Output each entry below as it stands, leaving out every picture.

********************

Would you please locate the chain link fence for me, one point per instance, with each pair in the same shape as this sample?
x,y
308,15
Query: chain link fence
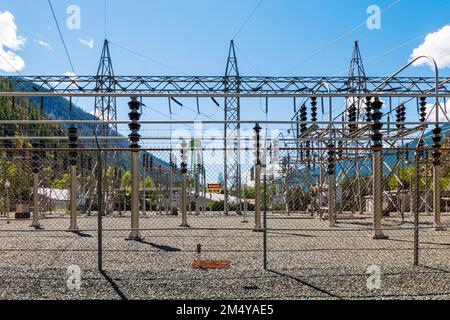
x,y
310,207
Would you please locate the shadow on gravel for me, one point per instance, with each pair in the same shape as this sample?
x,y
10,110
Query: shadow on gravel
x,y
116,288
81,234
434,268
160,246
307,284
421,242
291,234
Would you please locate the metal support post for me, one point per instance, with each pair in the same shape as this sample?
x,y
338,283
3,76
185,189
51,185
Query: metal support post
x,y
73,198
184,222
35,223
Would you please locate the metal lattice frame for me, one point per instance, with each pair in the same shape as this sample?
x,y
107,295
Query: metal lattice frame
x,y
232,167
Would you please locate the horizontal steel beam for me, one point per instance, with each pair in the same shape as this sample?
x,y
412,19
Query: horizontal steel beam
x,y
216,86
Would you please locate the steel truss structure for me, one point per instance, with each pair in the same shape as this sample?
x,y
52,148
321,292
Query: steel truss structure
x,y
362,120
217,86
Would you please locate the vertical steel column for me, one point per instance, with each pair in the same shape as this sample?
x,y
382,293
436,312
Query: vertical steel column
x,y
377,169
73,138
331,185
144,200
134,136
36,164
73,198
416,205
134,235
257,130
100,207
437,175
197,181
35,222
184,222
265,221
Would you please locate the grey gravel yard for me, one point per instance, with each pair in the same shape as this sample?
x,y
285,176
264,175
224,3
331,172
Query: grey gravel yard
x,y
306,259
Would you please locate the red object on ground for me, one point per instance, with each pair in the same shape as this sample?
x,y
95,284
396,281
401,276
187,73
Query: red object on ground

********************

▶ **SOLVED PROBLEM**:
Would you please locate the chain link fence for me, one point per instance, with each pair in the same shape as this sample?
x,y
308,15
Query: chain link fence
x,y
310,207
Would you please locate the shadow on gravel for me, one point per instance, with each pair in the same shape as this sample?
x,y
10,110
Query: shadow on gravel
x,y
116,288
81,234
434,268
160,246
307,284
421,242
291,234
Would you please locate the metal support post for me, one point per instance, with each pair in the same shape as this sample?
x,y
338,283
3,76
185,189
51,185
Query: metal support post
x,y
73,198
184,222
35,223
Would you please locate the metal lattice frame for me, one point per instance, with each pair in the same shape as this sample?
x,y
107,295
Query: metal lattice frame
x,y
232,167
Would you please locate the horizontal steel beam for me, one point per instance, with each pair in the same shape as this sample?
x,y
412,19
Query: horizontal steel beam
x,y
216,86
Would you please locate the steel truss structure for me, one point per instance, with each pair in the same shape as this sample?
x,y
52,148
321,292
Query: steel truss structure
x,y
362,120
217,86
Would you please locate the vertical steel column for me, one point per instance, with each pair in the same shape as this sample?
x,y
382,293
436,312
Query: vertical steel column
x,y
377,169
73,138
331,185
144,200
134,136
36,164
73,198
416,205
134,235
257,130
100,207
437,175
197,181
35,222
184,222
265,221
Would you please locate the grey gravel yard for me, one point per instance, with each pair in the same shape as this sample?
x,y
285,176
264,175
224,3
331,172
Query: grey gravel yard
x,y
306,259
Would you please locate the red object on ground for me, one point per instance, with each pair in the same shape as this sample?
x,y
95,284
396,281
401,276
187,73
Query: red object on ground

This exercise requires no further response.